Text extract:
I first got to know Arthur Ashe as an opponent. It was in the early 1970s, and Ashe was competing in South Africa. He was there because he believed he could break down the structure of the apartheid government by proving that he belonged on the tennis court.

I had become the American leader of the coalition of more than 50 groups that had come together to boycott South African sport. Arthur Ashe was our most visible and striking opponent. He was a great African-American tennis player who maintained that the boycott was wrong, and instead believed that competing allowed him to stand as an example of the result of integration, which was his way to bring about change in apartheid South Africa.

We were holding our first protest against South African tennis players at the U.S. Open in 1977. Dick Schaap, the legendary sportscaster, came over to tell me that Arthur Ashe was going to address the small band of protestors that had gathered. I was apprehensive about what he might say. I worried that if he expressed his opposition, some demonstrators might change their mind and leave.

But much to my surprise, Arthur told the crowd that he had been wrong all those years. He didn't realize that until he tried to purchase tickets for some young Africans for a tennis match in South Africa and was told to use an "Africans only" counter. Arthur knew then the boycott was the only way to bring about change. That he chose to join the boycott gave us an enormous boost and allowed us to see his courage and conviction up close.

I had always thought his going to South Africa was based on principle and never doubted that he believed he was doing the right thing. I knew he was a man with such commitment and passion.

Ashe was arrested in 1992 protesting against U.S. treatment of Haitian refugees.
Arthur taught me the power of being able to say that you have been wrong, but you could always change direction. He was with us when we protested the South African Davis Cup Team one year later, a turning point in America's history of competing with South Africa in sports. Finally, the United States had joined the world in isolating South Africa and its oppressive government. But Arthur never stopped protesting injustice in America, South Africa, Haiti or anywhere else people were oppressed.

Records provided:
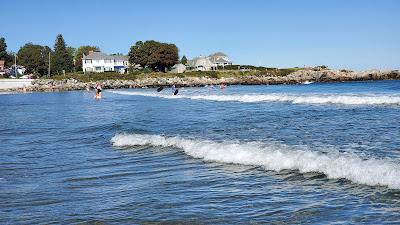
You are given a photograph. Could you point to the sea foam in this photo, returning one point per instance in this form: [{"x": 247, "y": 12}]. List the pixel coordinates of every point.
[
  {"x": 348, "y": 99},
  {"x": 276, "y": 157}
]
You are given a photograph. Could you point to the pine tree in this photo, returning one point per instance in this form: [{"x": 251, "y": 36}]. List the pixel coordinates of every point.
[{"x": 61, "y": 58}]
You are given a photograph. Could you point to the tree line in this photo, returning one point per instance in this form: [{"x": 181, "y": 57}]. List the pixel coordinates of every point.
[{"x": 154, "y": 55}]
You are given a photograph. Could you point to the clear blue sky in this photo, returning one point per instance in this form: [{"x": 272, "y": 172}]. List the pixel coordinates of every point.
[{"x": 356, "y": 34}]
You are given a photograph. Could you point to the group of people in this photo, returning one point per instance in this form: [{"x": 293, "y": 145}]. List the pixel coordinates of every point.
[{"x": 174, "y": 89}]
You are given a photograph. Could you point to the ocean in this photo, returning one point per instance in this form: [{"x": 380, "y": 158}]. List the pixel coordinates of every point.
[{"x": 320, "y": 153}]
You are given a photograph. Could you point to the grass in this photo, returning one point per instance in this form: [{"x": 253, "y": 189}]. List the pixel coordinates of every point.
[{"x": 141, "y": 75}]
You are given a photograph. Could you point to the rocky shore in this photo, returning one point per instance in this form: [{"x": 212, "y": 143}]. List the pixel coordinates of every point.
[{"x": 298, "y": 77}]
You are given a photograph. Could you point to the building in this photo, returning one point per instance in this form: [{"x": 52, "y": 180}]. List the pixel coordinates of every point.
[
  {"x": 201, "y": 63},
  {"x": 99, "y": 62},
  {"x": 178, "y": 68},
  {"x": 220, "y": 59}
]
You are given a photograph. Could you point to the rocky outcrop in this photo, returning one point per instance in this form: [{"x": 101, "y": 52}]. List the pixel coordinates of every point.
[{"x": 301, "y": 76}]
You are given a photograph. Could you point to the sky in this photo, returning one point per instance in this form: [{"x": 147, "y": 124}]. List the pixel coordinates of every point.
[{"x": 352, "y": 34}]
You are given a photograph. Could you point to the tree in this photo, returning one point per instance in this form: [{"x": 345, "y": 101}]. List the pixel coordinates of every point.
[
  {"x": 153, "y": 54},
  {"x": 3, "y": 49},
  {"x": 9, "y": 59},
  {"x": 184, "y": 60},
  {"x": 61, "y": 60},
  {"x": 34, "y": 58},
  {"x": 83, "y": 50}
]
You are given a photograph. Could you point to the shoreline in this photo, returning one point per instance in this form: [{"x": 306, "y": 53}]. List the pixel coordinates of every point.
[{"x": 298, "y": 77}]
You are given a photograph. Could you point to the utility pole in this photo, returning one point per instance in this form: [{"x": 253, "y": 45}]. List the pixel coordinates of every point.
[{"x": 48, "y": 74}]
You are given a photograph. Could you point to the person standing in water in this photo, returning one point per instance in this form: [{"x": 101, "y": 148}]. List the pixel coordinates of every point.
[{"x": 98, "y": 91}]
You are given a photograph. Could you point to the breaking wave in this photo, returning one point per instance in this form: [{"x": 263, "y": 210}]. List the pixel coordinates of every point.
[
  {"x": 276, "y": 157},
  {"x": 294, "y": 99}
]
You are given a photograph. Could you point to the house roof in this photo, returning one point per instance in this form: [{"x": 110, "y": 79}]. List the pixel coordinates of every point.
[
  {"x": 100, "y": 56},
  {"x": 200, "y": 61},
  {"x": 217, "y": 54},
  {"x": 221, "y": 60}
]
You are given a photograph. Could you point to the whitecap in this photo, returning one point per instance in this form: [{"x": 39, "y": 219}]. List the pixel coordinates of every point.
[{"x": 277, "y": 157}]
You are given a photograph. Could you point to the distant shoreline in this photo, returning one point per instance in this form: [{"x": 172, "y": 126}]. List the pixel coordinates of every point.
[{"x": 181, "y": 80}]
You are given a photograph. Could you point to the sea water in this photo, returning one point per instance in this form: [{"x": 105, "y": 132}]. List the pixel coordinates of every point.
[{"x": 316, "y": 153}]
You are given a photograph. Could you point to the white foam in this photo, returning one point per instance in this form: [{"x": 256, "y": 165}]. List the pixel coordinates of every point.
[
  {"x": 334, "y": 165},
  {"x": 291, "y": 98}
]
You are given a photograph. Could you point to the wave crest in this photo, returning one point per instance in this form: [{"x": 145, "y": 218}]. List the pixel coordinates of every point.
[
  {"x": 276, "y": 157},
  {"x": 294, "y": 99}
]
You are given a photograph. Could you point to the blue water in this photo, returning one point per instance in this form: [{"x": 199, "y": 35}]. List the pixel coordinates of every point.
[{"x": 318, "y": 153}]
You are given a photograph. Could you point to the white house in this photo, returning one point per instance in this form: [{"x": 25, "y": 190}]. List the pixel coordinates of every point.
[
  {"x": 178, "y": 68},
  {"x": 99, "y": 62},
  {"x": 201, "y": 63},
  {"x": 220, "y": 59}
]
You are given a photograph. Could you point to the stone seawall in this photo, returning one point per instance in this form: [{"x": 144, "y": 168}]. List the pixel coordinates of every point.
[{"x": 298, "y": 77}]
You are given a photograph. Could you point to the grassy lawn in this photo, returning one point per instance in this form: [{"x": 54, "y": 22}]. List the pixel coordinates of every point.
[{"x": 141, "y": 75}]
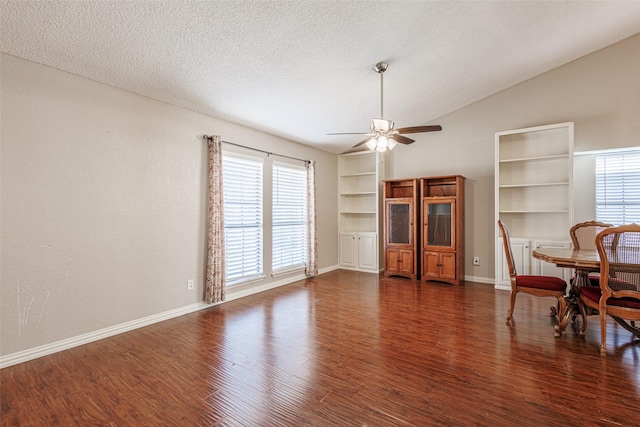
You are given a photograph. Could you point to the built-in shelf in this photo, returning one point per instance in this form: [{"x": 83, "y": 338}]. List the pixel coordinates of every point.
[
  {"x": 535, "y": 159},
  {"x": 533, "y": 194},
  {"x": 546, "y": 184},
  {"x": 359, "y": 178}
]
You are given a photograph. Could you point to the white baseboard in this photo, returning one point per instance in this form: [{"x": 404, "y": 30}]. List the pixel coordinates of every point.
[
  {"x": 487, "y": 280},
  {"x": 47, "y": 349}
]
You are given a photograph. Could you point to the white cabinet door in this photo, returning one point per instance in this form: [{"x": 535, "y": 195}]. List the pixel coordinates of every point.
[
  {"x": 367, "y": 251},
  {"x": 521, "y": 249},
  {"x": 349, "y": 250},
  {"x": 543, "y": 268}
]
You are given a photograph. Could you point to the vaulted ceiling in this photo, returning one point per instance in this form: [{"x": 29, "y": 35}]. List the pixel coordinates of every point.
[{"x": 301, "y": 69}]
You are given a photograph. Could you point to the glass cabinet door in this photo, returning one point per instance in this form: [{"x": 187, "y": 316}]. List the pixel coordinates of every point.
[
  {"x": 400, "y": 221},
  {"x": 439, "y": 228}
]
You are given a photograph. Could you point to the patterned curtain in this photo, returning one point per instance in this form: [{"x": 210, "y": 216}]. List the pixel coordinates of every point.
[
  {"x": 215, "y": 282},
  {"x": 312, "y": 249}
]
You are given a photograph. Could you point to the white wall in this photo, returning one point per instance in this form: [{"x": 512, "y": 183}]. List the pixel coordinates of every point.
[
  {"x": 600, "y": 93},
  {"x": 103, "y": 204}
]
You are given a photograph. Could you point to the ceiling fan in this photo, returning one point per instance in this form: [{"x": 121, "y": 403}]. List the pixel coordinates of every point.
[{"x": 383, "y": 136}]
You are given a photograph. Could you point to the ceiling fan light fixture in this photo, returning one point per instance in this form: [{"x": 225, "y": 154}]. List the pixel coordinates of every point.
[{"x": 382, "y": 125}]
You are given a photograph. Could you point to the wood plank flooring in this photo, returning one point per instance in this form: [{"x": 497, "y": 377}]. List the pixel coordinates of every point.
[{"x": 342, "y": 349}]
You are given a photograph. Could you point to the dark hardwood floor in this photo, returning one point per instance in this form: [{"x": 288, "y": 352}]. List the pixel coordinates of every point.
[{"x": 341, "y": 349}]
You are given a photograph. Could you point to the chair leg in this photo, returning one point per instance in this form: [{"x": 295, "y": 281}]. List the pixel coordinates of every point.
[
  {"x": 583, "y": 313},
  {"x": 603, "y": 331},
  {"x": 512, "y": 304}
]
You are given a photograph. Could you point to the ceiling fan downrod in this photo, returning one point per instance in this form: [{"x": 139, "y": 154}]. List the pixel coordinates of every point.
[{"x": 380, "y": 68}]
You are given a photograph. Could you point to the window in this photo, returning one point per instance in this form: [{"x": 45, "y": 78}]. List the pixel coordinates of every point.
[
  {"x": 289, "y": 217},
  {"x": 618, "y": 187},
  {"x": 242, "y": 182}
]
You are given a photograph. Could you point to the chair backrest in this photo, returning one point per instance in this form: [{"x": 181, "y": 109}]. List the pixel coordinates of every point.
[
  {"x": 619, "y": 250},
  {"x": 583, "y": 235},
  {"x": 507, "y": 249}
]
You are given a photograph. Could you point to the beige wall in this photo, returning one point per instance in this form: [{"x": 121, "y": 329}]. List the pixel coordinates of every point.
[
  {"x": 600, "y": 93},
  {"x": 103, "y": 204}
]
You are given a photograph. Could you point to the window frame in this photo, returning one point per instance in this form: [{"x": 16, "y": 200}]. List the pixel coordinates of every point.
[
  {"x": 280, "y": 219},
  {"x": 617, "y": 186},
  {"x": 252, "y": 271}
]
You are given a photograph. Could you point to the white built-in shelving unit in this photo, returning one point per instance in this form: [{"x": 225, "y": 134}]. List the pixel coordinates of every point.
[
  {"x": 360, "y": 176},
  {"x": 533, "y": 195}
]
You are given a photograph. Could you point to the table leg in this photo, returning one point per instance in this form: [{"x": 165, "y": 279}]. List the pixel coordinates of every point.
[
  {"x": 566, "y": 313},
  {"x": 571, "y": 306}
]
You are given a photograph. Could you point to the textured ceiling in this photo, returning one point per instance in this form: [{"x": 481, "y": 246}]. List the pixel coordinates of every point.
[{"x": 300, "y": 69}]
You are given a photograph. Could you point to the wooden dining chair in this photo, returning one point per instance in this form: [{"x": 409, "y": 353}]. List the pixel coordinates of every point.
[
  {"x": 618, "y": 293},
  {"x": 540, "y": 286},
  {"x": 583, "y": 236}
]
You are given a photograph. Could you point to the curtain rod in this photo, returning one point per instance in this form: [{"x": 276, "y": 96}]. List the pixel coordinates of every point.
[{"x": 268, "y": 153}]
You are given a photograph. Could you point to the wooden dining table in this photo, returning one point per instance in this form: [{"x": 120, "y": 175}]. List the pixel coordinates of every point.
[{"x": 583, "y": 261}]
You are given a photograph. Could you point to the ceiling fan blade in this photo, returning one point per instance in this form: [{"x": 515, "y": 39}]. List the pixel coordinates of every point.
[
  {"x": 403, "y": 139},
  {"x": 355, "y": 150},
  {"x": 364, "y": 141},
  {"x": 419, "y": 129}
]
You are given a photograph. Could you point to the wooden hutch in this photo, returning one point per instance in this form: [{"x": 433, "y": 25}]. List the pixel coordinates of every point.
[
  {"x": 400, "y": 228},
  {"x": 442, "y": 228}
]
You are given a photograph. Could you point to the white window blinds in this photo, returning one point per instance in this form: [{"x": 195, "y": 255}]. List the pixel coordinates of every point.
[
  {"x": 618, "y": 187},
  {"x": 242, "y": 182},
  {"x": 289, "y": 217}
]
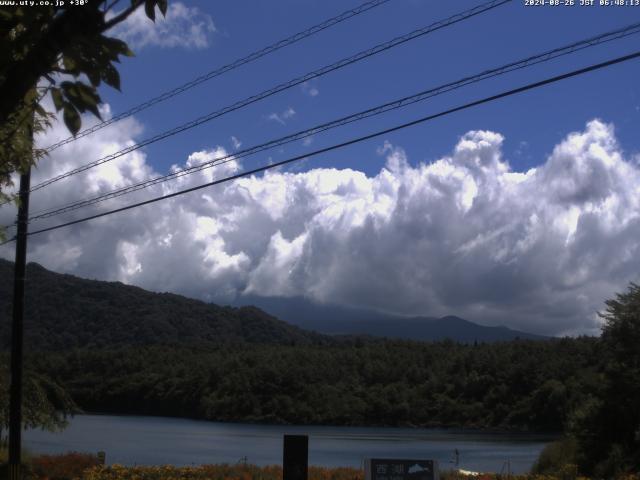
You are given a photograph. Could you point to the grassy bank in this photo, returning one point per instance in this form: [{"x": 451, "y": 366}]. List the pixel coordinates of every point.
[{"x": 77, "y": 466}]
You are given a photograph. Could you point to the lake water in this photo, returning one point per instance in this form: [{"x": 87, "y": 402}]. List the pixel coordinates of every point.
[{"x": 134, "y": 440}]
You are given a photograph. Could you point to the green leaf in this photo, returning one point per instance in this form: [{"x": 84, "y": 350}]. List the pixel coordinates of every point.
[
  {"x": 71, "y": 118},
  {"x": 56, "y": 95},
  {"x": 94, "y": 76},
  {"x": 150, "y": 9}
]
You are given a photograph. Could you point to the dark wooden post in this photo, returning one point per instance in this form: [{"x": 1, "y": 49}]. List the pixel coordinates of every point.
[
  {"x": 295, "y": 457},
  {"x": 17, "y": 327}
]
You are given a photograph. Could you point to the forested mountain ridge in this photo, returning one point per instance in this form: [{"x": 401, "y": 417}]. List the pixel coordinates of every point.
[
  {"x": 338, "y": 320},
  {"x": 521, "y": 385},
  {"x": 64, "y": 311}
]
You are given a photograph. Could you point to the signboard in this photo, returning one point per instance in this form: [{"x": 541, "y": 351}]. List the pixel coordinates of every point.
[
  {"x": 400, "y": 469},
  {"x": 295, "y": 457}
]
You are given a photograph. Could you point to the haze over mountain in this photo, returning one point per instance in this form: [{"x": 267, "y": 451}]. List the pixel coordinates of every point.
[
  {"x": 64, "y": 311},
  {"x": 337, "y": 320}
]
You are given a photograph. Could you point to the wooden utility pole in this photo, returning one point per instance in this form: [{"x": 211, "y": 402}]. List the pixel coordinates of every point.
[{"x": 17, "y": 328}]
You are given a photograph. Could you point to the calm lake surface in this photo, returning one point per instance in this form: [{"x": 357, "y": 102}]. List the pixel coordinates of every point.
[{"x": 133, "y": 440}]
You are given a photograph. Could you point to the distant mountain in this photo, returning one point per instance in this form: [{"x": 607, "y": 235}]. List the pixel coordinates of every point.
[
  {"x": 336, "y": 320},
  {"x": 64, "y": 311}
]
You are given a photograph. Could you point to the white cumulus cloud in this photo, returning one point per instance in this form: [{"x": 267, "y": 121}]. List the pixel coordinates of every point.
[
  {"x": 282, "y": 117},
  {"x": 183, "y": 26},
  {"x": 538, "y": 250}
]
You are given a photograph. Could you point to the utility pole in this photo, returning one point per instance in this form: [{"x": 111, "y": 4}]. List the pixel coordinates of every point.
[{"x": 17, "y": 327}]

Written instruction 1: Translate this sentence from the Arthur Ashe passage into Spanish: "I was apprehensive about what he might say."
Written instruction 2: Pick up the Arthur Ashe passage after its last sentence and keep writing.
The items aren't needed here.

Response 1: Me inquietaba lo que él pudiera decir.

Response 2:
Recently, I was on "Seasons of Change," an ESPN roundtable discussion that explored the social changes that have affected the African-American athlete in the 40 years since Martin Luther King's March on Washington. Among those on the panel with me were former Georgetown basketball coach John Thompson, the Rev. Jesse Jackson, NFL Hall of Famer Bobby Mitchell, Tennessee Titans running back Eddie George and Michael Jordan Brand creator Howard White. Among the focus of the discussion was the question of whether athletes, especially African-American athletes, have a responsibility to speak out on social issues.

As so many bemoaned the inactivity of today's professional athletes, I could not get Arthur Ashe out of my mind. In he were still alive today, he would be speaking out on President Bush's assault on affirmative action, teaching younger athletes to first understand what it has done for women and people of color in our nation. You couldn't listen to Arthur and not think if he challenged your beliefs. The power of changing direction and changing your opinion was part of his life.

He would be very public about the Bush Commission on Athletic Opportunity's interest in softening the teeth of Title IX. He would not want to deny his daughter, Camera, the opportunity to be an athlete if that is what she chose to pursue in life. He would tell us that the Commission on Athletic Opportunity is, in fact, a commission designed to remove athletic opportunity from women under the guise of creating more chances for male student-athletes.

A product of a time when there were tennis courts on which he could not play, he would be up there explaining why Augusta National should not be allowed to exclude women from its club. Arthur knew that sport is such an important symbol in our nation and the world that holding the Master's at this private club would be unacceptable if it came at the exlusion of anyone.

I don't know if Arthur thought he could keep his battle with AIDS a private matter until the end, but he did not not have the chance to make such a decision when USA Today forced his hand by threatening to break the story. Arthur was simply Arthur, seizing the opportunity to help educate people that HIV and AIDS were not restricted to gays and intravenous drugs users. Always educating, always shedding light on the hard issues.

I believe there would be more athletes speaking out today if Arthur was still here to guide them, to urge them to stand up. I'll always remember how my opinion of John McEnroe changed from the one most people had of the star tennis player. It was because of Arthur Ashe.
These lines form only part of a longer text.